* [Excerpted passage]
____________________

I find this point of view less intuitive only because I was trained as a mathematician.

The notion of covariant derivative appears naturally when one tries to solve the following problem. Suppose that $E\to M$ is a smooth vector bundle over a smooth manifold $M$. For example, $E$ could be the tangent bundle of $M$. We seek a notion of parallel transport. More precisely, this is a correspondence that associates to each smooth path

$$\gamma: [a,b]\to M$$

a linear map $T_\gamma$ from the fiber of $E$ at the initial point of $\gamma$ to the fiber of $E$ over the final point of $\gamma$

$$T_\gamma: E_{\gamma(a)}\to E_{\gamma(b)}.$$

The map $T_\gamma$ is called the parallel transport along the path $\gamma$.The assignment $\gamma\mapsto T_\gamma$ should satisfy two natural conditions .

(a) $T_\gamma$ should depend smoothly on $\gamma$. (The precise meaning of this smoothness is a bit technical to formulate, but in the end it means what your intuition tells you it should mean.)

____________________

* [Information provided]
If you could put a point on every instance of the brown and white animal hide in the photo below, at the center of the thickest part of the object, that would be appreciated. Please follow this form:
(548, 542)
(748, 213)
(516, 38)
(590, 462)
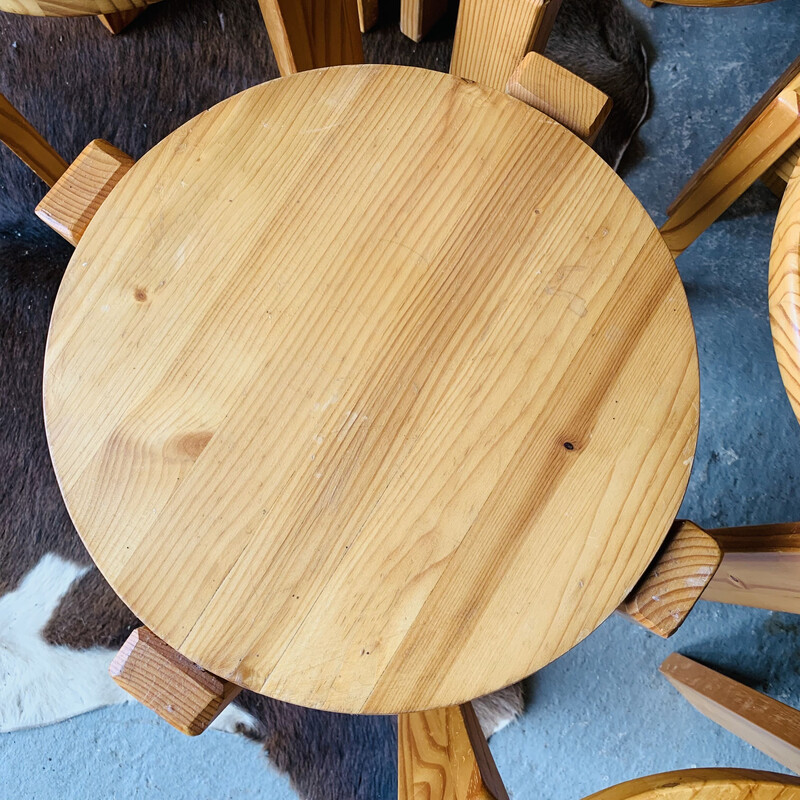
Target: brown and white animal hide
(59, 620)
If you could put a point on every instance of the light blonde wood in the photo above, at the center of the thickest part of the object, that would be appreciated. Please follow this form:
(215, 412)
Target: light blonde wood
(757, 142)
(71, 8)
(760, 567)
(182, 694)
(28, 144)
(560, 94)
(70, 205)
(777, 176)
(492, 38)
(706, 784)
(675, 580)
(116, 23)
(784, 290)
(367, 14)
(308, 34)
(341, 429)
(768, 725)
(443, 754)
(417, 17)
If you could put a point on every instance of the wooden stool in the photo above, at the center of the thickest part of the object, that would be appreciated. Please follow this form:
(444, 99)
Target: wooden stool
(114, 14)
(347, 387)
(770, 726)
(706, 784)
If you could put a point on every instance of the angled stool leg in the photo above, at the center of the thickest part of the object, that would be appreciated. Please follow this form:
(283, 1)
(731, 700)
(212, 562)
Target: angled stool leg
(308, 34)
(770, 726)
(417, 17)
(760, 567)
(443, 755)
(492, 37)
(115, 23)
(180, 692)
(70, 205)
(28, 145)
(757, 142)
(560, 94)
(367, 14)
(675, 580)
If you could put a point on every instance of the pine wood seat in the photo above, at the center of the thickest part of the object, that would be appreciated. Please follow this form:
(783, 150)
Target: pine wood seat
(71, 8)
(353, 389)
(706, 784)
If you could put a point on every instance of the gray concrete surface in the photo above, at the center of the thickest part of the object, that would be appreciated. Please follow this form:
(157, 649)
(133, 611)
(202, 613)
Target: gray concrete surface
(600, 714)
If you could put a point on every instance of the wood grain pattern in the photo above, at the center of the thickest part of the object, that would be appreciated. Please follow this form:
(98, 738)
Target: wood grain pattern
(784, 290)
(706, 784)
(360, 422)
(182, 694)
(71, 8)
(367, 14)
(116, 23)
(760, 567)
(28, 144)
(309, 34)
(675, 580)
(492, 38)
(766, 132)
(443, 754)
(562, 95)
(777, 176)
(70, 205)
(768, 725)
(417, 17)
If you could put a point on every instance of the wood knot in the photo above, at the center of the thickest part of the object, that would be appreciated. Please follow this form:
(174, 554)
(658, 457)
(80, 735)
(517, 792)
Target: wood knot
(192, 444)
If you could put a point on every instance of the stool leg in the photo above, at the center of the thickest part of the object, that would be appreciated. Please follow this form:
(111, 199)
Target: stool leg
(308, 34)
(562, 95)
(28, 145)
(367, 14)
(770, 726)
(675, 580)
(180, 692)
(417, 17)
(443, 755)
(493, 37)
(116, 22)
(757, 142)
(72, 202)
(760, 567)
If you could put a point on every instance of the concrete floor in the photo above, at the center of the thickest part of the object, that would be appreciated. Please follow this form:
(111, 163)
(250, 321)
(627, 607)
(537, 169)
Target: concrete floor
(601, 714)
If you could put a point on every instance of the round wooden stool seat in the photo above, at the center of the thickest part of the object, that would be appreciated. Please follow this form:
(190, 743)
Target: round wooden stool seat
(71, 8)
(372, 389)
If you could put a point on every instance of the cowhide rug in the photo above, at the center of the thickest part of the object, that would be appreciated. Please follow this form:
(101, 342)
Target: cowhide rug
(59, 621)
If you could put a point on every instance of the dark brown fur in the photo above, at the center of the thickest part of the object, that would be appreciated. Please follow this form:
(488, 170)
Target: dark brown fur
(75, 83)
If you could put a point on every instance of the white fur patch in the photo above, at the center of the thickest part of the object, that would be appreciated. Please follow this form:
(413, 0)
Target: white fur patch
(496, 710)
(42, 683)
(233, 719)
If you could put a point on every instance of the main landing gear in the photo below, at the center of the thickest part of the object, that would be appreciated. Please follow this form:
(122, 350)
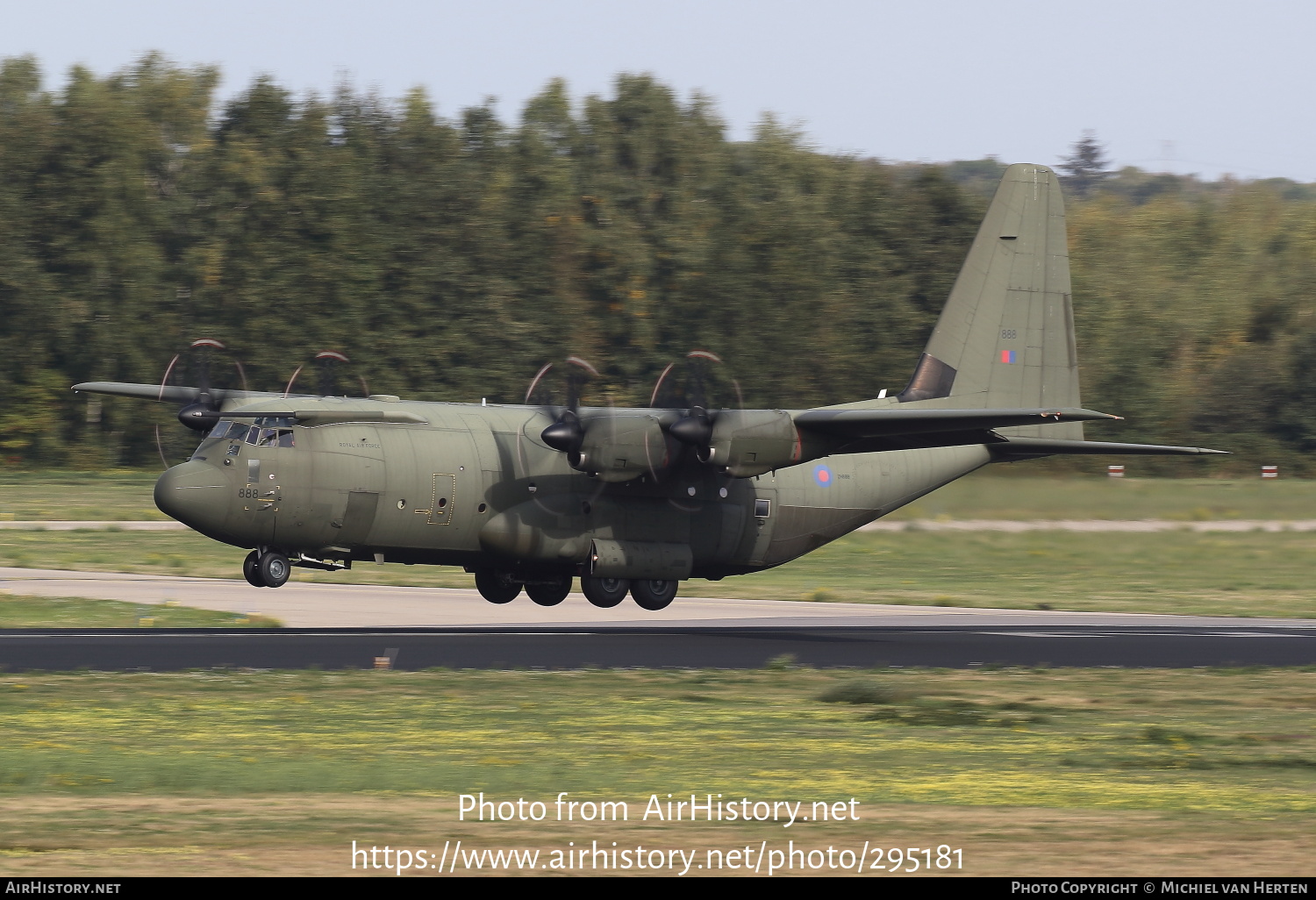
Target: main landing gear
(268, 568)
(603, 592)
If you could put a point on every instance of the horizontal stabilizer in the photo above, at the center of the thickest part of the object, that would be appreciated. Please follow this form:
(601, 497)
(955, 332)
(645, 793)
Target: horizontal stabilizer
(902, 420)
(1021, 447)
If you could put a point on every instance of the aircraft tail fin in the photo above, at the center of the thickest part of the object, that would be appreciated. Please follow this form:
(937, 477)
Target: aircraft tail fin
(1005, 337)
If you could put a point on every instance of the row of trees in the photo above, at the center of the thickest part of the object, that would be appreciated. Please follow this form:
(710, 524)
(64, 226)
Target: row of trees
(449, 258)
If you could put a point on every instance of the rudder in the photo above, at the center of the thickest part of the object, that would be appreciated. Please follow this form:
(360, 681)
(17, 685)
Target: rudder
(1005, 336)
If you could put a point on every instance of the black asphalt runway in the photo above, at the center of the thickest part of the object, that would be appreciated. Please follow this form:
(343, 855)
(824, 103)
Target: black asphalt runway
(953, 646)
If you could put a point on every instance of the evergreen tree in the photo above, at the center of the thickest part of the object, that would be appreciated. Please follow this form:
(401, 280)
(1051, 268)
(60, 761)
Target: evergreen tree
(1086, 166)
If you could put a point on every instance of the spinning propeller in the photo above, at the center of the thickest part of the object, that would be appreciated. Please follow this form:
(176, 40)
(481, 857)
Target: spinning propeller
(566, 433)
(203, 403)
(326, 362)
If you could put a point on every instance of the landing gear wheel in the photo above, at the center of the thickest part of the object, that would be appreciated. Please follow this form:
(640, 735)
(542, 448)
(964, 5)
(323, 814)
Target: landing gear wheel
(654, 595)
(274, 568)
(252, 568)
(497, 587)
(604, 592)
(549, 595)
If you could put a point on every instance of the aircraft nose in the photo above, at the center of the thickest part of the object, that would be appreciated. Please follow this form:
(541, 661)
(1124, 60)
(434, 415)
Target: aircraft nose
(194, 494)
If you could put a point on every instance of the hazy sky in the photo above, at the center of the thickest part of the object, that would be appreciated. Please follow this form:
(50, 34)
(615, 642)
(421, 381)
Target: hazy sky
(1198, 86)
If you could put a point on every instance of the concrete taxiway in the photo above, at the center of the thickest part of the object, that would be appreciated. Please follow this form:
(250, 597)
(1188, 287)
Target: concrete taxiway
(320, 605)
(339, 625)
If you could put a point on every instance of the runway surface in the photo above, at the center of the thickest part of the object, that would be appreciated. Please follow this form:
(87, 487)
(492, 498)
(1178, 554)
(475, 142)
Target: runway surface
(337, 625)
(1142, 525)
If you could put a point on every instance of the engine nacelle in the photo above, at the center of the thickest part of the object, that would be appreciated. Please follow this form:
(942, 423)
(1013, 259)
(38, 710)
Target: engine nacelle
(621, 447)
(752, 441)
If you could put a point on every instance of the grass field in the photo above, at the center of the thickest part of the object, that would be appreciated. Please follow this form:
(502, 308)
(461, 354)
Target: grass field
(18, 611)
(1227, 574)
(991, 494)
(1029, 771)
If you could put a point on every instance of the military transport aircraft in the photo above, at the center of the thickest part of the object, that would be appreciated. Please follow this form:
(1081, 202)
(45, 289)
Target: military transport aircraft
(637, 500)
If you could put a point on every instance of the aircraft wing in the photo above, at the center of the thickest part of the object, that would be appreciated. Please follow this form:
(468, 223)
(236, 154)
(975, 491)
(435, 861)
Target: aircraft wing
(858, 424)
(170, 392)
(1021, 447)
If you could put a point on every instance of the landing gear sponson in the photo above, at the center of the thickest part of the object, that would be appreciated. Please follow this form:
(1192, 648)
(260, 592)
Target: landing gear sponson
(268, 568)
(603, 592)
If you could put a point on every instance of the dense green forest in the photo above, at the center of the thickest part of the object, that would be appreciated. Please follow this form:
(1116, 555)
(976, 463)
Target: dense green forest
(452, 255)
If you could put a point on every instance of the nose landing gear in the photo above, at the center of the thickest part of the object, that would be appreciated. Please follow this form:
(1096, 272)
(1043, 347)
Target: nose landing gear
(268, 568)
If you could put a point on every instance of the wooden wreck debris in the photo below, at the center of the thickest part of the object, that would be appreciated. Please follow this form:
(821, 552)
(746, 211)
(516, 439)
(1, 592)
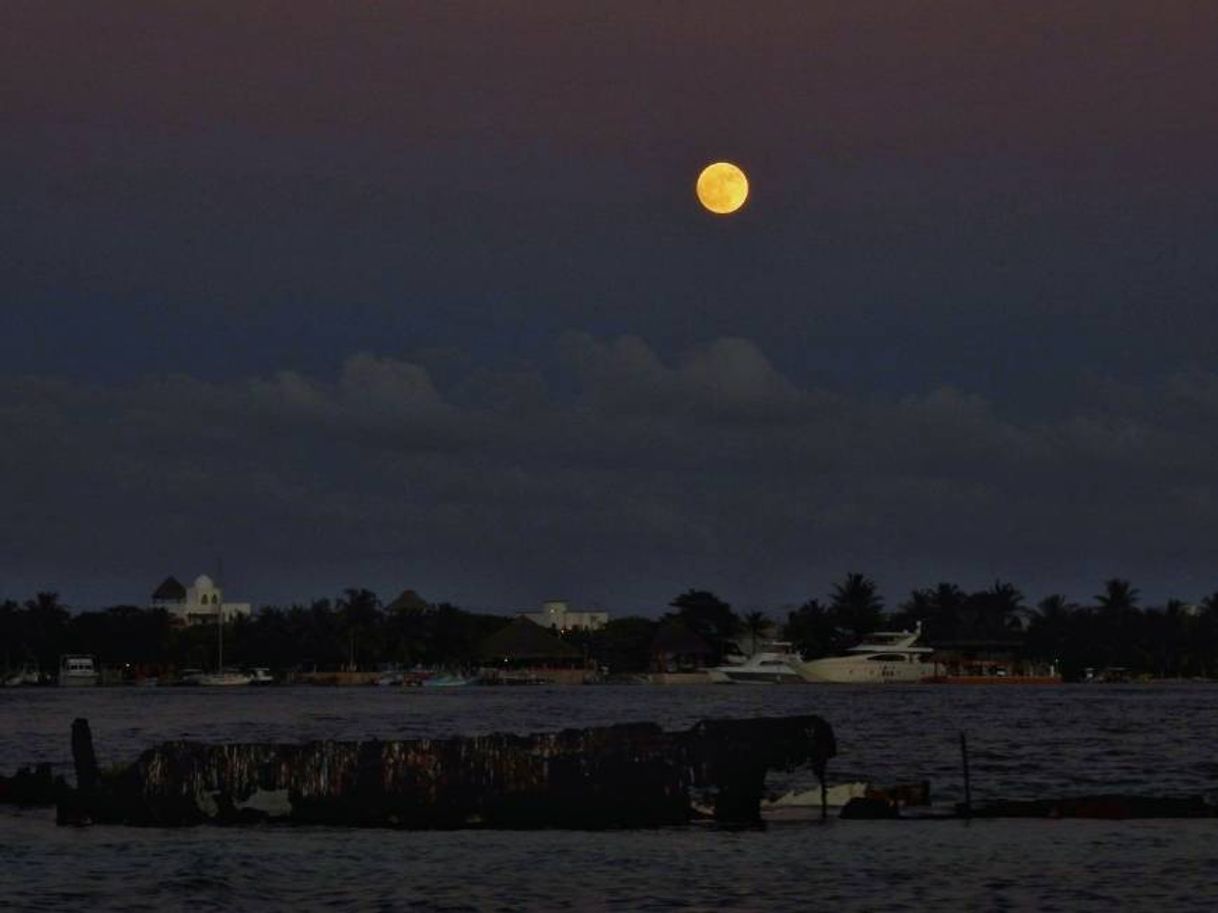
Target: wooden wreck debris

____________________

* [Work to complete] In the passage on parallel transport, list every noun that the adjective "smooth" directly modifies. The records are separate material, unconnected to the passage on parallel transport.

* [Task result] vector bundle, manifold, path